ASSIGNMENT
Print the data exactly as it is given, please.

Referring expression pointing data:
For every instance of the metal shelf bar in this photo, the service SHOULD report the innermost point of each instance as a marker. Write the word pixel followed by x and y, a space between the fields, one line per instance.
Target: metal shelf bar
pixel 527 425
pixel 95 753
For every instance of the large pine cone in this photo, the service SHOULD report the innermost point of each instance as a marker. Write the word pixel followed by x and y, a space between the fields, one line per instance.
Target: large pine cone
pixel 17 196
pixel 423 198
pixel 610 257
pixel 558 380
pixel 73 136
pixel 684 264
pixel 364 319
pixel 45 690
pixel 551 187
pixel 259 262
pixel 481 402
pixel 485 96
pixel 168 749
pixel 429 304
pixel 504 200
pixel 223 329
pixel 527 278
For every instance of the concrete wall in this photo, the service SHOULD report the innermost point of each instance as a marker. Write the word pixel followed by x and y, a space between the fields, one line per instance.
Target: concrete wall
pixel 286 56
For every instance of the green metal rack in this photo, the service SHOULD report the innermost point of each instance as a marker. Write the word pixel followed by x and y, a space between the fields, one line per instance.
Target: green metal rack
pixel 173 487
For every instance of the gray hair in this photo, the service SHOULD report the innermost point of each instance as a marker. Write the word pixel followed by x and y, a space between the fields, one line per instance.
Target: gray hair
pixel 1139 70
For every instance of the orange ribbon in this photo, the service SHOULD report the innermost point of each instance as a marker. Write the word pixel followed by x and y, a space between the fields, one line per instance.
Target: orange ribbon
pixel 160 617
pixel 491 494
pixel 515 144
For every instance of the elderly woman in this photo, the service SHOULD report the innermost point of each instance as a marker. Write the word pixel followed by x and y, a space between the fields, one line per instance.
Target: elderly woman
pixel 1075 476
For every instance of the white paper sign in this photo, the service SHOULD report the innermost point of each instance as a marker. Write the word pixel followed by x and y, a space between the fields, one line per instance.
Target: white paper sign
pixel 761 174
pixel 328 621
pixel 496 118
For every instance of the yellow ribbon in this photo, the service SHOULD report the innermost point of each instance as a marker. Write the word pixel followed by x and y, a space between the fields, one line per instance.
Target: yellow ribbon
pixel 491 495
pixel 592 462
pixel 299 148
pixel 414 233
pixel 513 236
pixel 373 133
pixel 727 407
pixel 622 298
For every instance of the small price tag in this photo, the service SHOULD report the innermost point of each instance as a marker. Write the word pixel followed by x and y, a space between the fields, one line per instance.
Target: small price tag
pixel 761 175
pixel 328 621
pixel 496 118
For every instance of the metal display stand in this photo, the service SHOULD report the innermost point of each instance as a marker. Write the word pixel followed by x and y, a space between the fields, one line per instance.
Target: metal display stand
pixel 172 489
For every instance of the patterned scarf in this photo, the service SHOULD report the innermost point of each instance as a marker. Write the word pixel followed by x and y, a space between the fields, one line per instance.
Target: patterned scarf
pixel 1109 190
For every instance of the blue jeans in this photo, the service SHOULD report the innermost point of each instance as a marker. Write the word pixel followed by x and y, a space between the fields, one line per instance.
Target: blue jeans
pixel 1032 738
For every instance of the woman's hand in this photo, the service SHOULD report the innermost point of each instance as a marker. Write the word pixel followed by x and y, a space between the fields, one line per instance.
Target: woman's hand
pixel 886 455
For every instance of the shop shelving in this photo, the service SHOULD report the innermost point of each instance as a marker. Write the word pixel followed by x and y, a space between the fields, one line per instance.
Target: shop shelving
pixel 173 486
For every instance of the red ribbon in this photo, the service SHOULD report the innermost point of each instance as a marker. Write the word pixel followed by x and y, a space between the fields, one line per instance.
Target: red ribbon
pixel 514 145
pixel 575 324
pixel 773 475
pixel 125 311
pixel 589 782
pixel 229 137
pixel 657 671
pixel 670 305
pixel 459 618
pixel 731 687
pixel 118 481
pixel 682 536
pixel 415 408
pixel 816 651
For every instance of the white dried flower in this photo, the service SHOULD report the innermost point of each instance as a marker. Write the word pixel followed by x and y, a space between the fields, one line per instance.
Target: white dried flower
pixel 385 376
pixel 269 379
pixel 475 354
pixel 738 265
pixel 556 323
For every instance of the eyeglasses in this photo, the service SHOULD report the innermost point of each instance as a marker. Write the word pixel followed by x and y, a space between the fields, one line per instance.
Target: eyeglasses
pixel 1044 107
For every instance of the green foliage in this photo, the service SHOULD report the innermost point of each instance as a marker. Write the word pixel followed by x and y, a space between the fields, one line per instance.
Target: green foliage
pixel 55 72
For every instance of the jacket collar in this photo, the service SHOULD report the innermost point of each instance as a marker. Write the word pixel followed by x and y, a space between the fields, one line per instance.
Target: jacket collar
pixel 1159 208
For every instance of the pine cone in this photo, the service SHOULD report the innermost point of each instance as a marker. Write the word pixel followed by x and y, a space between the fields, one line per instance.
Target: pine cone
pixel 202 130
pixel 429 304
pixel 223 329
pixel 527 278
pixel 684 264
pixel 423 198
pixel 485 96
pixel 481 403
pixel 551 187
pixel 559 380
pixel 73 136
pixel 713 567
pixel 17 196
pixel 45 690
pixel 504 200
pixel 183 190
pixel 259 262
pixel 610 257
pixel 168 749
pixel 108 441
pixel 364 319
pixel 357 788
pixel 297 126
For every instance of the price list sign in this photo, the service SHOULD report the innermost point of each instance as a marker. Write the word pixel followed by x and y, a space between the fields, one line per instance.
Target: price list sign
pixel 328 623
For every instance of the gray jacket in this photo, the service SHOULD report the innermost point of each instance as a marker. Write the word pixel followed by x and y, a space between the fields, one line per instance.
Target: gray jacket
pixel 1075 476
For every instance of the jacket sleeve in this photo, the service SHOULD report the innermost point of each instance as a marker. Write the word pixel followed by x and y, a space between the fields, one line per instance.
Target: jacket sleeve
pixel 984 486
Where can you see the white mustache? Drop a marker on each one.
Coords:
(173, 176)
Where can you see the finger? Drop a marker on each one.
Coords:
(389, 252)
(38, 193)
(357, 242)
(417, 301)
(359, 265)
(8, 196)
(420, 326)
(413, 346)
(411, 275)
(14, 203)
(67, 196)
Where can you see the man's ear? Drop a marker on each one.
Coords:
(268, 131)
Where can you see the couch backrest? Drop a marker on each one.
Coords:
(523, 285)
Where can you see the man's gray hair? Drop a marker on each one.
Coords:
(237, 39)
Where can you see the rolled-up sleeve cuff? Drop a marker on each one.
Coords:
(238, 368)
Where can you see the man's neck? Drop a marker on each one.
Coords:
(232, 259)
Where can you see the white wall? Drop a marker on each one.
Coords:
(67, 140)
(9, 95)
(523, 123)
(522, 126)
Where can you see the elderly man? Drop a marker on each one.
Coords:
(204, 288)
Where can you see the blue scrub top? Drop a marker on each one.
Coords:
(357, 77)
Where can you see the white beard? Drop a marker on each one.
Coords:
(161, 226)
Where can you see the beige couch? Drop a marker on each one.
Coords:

RESULT OF THE TASK
For every instance of the metal shelf bar in this photo, the service SHOULD report the innermost point of each instance as a marker. Write the word pixel followed by x and y, a space between the fields, one line per instance.
Target: metal shelf bar
pixel 527 425
pixel 95 753
For every instance of the large pine cone in this photo, the service SHOULD report the innermost point of each instance as a marker. Write the word pixel followed by x and y, a space between the fields, one line per instance.
Target: large pine cone
pixel 17 196
pixel 423 198
pixel 610 257
pixel 558 380
pixel 73 136
pixel 684 264
pixel 364 319
pixel 45 690
pixel 551 187
pixel 259 262
pixel 481 402
pixel 485 96
pixel 168 749
pixel 429 304
pixel 504 200
pixel 223 329
pixel 527 278
For every instance of the concrete wall in this photo, the service SHOULD report the innermost point of each instance as a marker. Write the word pixel followed by x and y, a space between the fields, one line per instance.
Target: concrete wall
pixel 286 56
For every instance of the green metal rack in this photo, the service SHOULD report the innermost point of each instance as a marker. Write the word pixel followed by x and y, a space between the fields, one line per instance.
Target: green metal rack
pixel 173 487
For every instance of the gray hair in this photo, the service SHOULD report the innermost point of each instance as a marker. Write the word pixel followed by x and y, a space between the fields, one line per instance.
Target: gray hair
pixel 1139 70
For every instance of the orange ribbon in this photo, the service SHOULD report the innermost point of each instance as a marker. Write the word pixel followed by x and y, a space between the fields, one line per instance.
Target: orange ribbon
pixel 160 617
pixel 491 494
pixel 515 144
For every instance of the elderly woman in this photo, the service SHOULD report the innermost point of each instance as a marker. Write the word pixel followed by x and y, a space between the fields, one line per instance.
Target: elderly woman
pixel 1075 476
For every instance of the white paper sign in this photo, the service SHOULD report the innermost point of each instance as a marker. Write the word pixel followed by x and y, a space between the fields, one line per instance.
Target: white paper sign
pixel 761 174
pixel 328 621
pixel 496 118
For every instance of the yellow ribbon in this photo, the service SHOULD report the innermost point of each instance as a marker. Write the word pixel followed by x and y, a space between the fields, one line per instance.
Target: yellow ribbon
pixel 491 495
pixel 592 462
pixel 299 148
pixel 414 233
pixel 513 236
pixel 373 133
pixel 727 407
pixel 622 298
For every instance of the small price tag in this photo, the service SHOULD report the innermost point of each instance as a marker. Write the word pixel followed by x and y, a space between the fields, one line per instance.
Target: small price tag
pixel 761 175
pixel 328 621
pixel 496 118
For every instance of the metal display stand in this photo, the service SHOULD report the innermost point of each instance as a marker. Write the word pixel followed by x and y, a space between the fields, one line per instance.
Target: metal display stand
pixel 172 489
For every instance of the patterned scarf in this photo, the service SHOULD report the innermost point of each instance as a marker. Write the word pixel followed by x and y, a space between the fields, one line per instance.
Target: patterned scarf
pixel 1109 190
For every instance of the blue jeans in this photo, the service SHOULD report the innermost point of each instance as a marker. Write the word pixel followed by x and y, a space between the fields, one line per instance.
Target: blue jeans
pixel 1032 738
For every instance of the woman's hand in this photo, the service SHOULD report the innermost point of each instance as a marker. Write the word pixel followed by x and y, a space between the fields, one line per instance.
Target: woman's hand
pixel 886 455
For every instance of the shop shelving in this photo, the service SHOULD report the innermost point of each instance as a marker. Write the word pixel followed by x and y, a space between the fields, one line per instance.
Target: shop shelving
pixel 173 486
For every instance of the red ribbon in this photo, the service SHOULD report the innermost point of each instance as a marker. Write the word pixel followed by x and y, a space between the fields, one line per instance.
Target: red ribbon
pixel 514 145
pixel 575 324
pixel 773 475
pixel 125 311
pixel 589 782
pixel 229 137
pixel 657 671
pixel 670 305
pixel 459 618
pixel 731 687
pixel 118 481
pixel 682 536
pixel 415 408
pixel 816 651
For every instance of the white dried flower in this photo, the service SHOULD report the innermost point of each instance as a marker. Write the word pixel followed by x and y, a space between the fields, one line per instance.
Target: white dried flower
pixel 385 376
pixel 269 379
pixel 475 354
pixel 738 265
pixel 556 323
For every instance of the eyeglasses in this photo, the service SHOULD report the innermost point of each instance as a marker. Write the word pixel followed by x and y, a space between the fields, one line per instance.
Target: eyeglasses
pixel 1044 107
For every instance of the green foliage in this photo, the service SHOULD report the innermost point of each instance as a marker. Write the word pixel followed by x and y, a space between the fields, one line per instance.
Target: green foliage
pixel 55 72
For every instance of the jacket collar in this photo, the service SHOULD report the innermost point of each instance as a marker. Write the word pixel followed by x and y, a space between the fields, one line per instance.
Target: jacket collar
pixel 1159 208
For every instance of the pine cone in this photo, the service SHOULD report the innermost point of each instance as a marker. Write the word pixel followed by x and y, a space between the fields, one line per instance.
Target: pine cone
pixel 202 130
pixel 429 304
pixel 223 329
pixel 527 278
pixel 684 264
pixel 423 198
pixel 485 96
pixel 481 403
pixel 551 187
pixel 559 380
pixel 73 136
pixel 713 567
pixel 17 196
pixel 45 690
pixel 504 200
pixel 183 190
pixel 259 262
pixel 610 257
pixel 168 749
pixel 108 441
pixel 364 319
pixel 357 788
pixel 297 126
For every instance of the price list sign in this photo, the service SHOULD report the innermost point of each instance as a marker. Write the word pixel followed by x and y, a space between the fields, one line per instance.
Target: price list sign
pixel 328 623
For every instance of the gray jacket in this photo, the service SHOULD report the innermost point of each instance as a marker. Write the word pixel followed by x and y, a space between the fields, one line per instance.
Target: gray jacket
pixel 1075 476
For every instance of the jacket sleeve in this photo, the service SHOULD report the innermost point of each instance as a marker. Write the word pixel followed by x and y, a space between the fields, one line per instance.
Target: jacket sleeve
pixel 984 486
Where can you see the white mustache? Drop a marker on each one.
Coords:
(173, 176)
Where can you see the finger? Drop a marker on each one.
Coords:
(389, 252)
(38, 193)
(357, 242)
(417, 301)
(359, 265)
(8, 196)
(420, 326)
(413, 346)
(411, 275)
(14, 203)
(67, 196)
Where can you see the man's ear? Drop a marker on each one.
Coords:
(268, 131)
Where can you see the couch backrest? Drop a marker on each one.
Coords:
(523, 285)
Where can you see the man's gray hair? Drop a marker on each one.
Coords:
(237, 39)
Where can you see the rolled-up sleeve cuff? Drop a marker on each one.
Coords:
(238, 368)
Where can you see the man's neck? Drop a marker on each one.
Coords:
(232, 259)
Where can you see the white wall? Drop a marker on each one.
Coords:
(67, 140)
(9, 95)
(523, 123)
(522, 126)
Where can you see the elderly man? Drop a marker on each one.
Coords:
(204, 288)
Where can you see the blue scrub top? Drop a marker on each one.
Coords:
(357, 77)
Where can you see the white beard? Drop a marker on each one.
Coords:
(161, 226)
Where can you see the beige couch? Drop a marker on each one.
Coords:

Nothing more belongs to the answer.